== GIVEN EXERCISE ==
Copy out the rows from the line with "segment returns the" to the line with "Give the mask", inclusive, exactly as they appear.

== EXERCISE MATERIAL ==
_ _ _ _ _
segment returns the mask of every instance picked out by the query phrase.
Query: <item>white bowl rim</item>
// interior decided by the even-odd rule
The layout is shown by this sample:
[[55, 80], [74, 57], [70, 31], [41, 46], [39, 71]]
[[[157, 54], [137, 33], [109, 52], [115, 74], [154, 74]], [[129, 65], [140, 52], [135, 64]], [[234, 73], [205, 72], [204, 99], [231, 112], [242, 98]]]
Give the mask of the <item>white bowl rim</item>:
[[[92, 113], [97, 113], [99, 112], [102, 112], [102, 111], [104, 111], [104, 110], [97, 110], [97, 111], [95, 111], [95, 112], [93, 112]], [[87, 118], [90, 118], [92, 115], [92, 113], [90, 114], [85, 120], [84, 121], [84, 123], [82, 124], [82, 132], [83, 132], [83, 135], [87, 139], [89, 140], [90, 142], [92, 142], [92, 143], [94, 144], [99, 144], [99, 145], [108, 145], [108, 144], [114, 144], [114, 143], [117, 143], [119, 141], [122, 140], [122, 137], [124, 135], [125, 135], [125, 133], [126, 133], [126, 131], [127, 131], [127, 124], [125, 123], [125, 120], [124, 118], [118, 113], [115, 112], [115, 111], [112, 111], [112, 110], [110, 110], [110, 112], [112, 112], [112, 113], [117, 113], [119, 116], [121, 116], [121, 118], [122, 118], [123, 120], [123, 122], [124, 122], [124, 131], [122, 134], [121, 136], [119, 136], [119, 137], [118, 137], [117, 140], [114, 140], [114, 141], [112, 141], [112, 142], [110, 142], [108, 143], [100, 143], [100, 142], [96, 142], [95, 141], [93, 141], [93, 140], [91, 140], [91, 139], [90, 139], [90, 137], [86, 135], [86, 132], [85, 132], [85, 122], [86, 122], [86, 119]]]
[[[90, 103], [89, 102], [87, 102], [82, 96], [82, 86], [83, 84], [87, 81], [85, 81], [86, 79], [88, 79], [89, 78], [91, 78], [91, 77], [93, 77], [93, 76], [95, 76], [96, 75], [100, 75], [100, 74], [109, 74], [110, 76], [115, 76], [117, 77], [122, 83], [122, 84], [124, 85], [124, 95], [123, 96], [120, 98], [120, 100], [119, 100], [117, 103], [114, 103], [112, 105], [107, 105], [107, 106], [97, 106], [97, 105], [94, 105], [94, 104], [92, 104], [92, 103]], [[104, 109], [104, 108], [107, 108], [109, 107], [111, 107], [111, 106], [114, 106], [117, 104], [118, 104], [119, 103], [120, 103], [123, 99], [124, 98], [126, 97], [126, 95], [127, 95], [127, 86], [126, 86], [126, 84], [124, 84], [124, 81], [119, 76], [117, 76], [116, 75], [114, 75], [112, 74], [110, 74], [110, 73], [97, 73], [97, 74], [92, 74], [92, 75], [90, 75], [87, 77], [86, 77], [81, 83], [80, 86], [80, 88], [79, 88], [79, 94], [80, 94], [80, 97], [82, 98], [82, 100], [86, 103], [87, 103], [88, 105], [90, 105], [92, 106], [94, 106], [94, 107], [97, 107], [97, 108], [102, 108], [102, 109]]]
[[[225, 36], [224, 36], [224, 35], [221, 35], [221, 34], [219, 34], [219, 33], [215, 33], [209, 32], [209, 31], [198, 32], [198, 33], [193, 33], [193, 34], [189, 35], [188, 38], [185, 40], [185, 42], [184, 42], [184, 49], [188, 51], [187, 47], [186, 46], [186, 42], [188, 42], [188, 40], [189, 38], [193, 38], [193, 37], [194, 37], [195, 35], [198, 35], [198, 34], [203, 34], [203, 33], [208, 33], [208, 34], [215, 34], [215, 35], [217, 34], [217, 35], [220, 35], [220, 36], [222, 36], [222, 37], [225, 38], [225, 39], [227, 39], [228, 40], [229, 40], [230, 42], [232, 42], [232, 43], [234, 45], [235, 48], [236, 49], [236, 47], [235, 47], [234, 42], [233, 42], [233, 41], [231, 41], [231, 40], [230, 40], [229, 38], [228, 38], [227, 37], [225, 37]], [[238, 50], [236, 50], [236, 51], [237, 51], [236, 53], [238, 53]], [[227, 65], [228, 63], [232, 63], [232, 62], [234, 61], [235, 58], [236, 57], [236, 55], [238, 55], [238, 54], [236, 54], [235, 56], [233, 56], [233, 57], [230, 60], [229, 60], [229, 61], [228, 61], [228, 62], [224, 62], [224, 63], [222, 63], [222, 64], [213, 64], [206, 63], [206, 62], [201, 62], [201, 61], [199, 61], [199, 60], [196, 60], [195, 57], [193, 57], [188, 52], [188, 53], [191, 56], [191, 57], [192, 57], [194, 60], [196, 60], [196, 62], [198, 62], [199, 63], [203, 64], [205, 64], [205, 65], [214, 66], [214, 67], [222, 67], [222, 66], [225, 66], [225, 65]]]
_ _ _ _ _
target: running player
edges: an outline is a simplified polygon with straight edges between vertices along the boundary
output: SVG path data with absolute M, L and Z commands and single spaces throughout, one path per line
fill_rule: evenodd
_ _ _ _ _
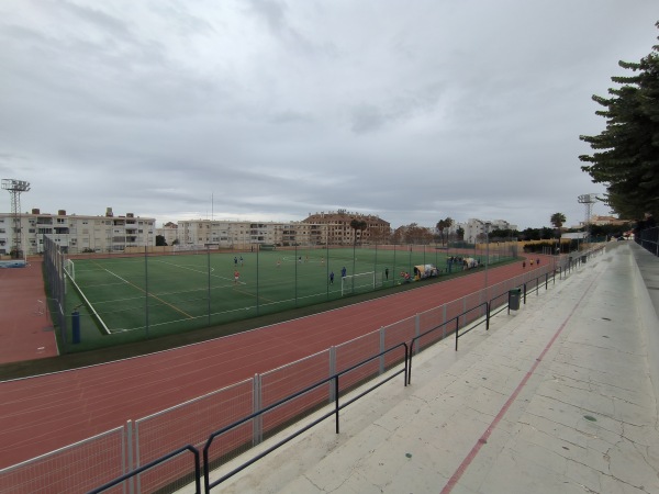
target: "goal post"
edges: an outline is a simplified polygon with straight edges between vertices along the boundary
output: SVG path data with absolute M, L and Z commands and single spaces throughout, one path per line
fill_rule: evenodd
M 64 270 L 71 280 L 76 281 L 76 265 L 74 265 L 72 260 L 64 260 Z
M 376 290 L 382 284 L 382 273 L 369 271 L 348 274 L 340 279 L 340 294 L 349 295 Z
_ _ _ _ _
== RESPONSE TO THIS EXERCISE ==
segment returns the mask of every instance picked out by the query phrase.
Query: <item>white bowl rim</item>
// interior decided by the even-odd rule
The layout is shown by this sample:
[[55, 80], [74, 57], [70, 31], [41, 46], [39, 71]]
[[[157, 54], [137, 33], [109, 52], [115, 74], [154, 74]], [[129, 65], [140, 52], [135, 64]], [[234, 73], [205, 72], [204, 99], [231, 112], [242, 98]]]
Give the mask of the <item>white bowl rim</item>:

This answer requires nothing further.